Dataset entries
===
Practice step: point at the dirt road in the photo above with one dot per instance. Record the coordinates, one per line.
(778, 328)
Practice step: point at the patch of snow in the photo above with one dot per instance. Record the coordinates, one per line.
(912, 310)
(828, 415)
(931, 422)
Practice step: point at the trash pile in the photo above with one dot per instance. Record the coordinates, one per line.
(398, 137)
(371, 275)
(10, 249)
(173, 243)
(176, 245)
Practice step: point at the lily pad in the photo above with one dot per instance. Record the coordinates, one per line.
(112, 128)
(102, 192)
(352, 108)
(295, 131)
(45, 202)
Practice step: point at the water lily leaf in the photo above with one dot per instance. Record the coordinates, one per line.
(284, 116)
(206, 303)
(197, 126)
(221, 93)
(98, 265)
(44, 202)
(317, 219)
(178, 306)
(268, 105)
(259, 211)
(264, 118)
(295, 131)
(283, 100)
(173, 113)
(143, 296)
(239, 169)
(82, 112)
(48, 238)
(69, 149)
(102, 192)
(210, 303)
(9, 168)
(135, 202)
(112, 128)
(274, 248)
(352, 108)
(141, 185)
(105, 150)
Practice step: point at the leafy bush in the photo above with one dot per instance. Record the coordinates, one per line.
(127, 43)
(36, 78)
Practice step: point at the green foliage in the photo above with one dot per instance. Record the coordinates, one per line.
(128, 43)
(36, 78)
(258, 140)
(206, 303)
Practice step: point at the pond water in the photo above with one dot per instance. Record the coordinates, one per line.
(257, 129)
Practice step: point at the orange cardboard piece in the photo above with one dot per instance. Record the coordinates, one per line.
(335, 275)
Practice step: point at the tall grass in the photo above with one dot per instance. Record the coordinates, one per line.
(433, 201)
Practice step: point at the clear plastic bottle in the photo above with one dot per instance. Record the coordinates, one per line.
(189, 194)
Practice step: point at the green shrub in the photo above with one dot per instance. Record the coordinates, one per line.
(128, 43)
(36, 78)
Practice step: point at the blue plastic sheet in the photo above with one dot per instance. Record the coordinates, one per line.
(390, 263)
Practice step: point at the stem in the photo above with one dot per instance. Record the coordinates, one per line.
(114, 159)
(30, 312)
===
- _WHAT YOU HAVE TO DO_
Produce an exact repeat of the lines from the one containing "Practice step: point at the green foliage" through the last line of the data, and nothing more.

- _SOLUTION TO THE EXERCISE_
Practice step: point at the green foliage in the photo above with one dot per instance. Record the coordinates, one per line.
(128, 43)
(36, 78)
(258, 140)
(206, 303)
Practice step: point at the pond water in the photo above with one dot per instance. Record the coordinates, one per line.
(257, 129)
Practice step: point at the orange cardboard piece in the photo above with one dot per instance. Record the coordinates, one per line.
(335, 275)
Practice step: point at the tall grass in the photo above with one dot per instance. Record the coordinates, one per line.
(433, 201)
Practice step: point at the clear plastic bottle in the photo above with one dot per instance. Record the coordinates, one per line.
(189, 194)
Practice step: point at the green shrub in the photo above with one dot per instance. Record the coordinates, one per line.
(128, 43)
(36, 78)
Practice step: point at the blue plastic sheet in the photo above with one dot per instance. Record the coordinates, one per line.
(390, 263)
Practice step: point at the stem in the photo above with one dot per instance. Record the coordinates, one per line.
(114, 159)
(30, 312)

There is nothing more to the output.